WHAT YOU HAVE TO DO
Transcribe, word for word and without additions, each line below from the one containing "Target: spectator wearing cap" through the one containing "Target: yellow metal railing", both ends included.
***** RECORDS FOR THE TASK
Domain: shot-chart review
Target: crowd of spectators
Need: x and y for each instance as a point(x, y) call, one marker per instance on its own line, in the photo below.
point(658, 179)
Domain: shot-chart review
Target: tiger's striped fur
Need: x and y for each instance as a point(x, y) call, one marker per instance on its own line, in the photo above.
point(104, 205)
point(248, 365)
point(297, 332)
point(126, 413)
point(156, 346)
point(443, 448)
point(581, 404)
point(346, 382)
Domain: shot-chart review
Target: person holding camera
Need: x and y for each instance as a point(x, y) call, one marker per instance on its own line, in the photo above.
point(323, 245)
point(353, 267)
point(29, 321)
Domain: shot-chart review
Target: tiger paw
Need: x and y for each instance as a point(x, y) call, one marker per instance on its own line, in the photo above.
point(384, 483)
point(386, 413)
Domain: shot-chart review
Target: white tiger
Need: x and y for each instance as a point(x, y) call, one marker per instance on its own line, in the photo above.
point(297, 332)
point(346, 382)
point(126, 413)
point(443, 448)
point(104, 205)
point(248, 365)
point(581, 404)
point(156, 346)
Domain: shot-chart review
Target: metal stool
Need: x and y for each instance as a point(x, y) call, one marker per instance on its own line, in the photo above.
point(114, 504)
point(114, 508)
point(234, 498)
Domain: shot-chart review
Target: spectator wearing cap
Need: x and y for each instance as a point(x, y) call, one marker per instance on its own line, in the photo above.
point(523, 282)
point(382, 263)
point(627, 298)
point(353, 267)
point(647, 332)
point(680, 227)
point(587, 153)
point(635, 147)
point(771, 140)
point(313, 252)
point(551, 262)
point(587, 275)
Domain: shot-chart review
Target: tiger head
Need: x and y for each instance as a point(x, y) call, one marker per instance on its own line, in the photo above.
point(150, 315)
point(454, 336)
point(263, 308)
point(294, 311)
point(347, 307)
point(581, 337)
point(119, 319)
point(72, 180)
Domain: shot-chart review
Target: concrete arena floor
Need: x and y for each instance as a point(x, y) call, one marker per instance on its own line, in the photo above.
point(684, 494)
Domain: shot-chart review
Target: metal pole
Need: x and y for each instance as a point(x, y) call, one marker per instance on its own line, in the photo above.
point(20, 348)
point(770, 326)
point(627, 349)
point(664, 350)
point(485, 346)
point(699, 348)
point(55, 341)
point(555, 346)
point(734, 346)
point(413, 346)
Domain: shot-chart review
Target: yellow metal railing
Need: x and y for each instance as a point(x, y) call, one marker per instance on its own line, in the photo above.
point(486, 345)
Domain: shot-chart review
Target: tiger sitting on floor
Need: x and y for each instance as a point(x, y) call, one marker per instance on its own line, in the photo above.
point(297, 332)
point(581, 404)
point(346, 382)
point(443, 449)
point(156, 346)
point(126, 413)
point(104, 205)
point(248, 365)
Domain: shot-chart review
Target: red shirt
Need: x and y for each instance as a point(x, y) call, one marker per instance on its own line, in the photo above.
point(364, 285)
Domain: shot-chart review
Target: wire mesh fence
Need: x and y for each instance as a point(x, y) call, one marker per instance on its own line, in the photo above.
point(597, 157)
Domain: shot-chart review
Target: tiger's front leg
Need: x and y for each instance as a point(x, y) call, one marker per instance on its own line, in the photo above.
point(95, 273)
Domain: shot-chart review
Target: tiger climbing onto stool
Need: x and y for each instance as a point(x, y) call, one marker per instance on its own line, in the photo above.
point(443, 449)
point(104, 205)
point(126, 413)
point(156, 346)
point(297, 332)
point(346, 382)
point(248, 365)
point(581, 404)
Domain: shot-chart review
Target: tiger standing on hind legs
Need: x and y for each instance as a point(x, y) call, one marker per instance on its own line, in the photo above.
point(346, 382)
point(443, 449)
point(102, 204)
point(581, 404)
**********
OUTPUT
Target: spectator wearing cap
Need: x and y for each instance as a point(x, y) call, one marker per instance on its own line, in the photo above.
point(523, 282)
point(382, 263)
point(627, 298)
point(353, 267)
point(647, 332)
point(680, 227)
point(587, 153)
point(635, 147)
point(771, 140)
point(313, 252)
point(551, 262)
point(587, 275)
Domain: shot-chart review
Target: tiger head
Need: x and y for each instance as a point(x, y) call, one marker per instance on its own line, in the photo above.
point(150, 315)
point(454, 336)
point(263, 308)
point(294, 311)
point(347, 307)
point(581, 337)
point(119, 319)
point(72, 180)
Domain: shot-chart review
Target: concrete arena floor
Need: x and y for each instance as a point(x, y) call, one marker per instance on its own line, in the photo above.
point(684, 494)
Domain: shot-chart review
Target: metal pole
Need: x and y for each instance as a point(x, y) call, one marker per instance on its own line, in the photo above.
point(20, 348)
point(770, 326)
point(627, 349)
point(664, 350)
point(485, 346)
point(699, 348)
point(55, 341)
point(555, 346)
point(734, 346)
point(413, 346)
Domain: shot-chart review
Target: yellow metal railing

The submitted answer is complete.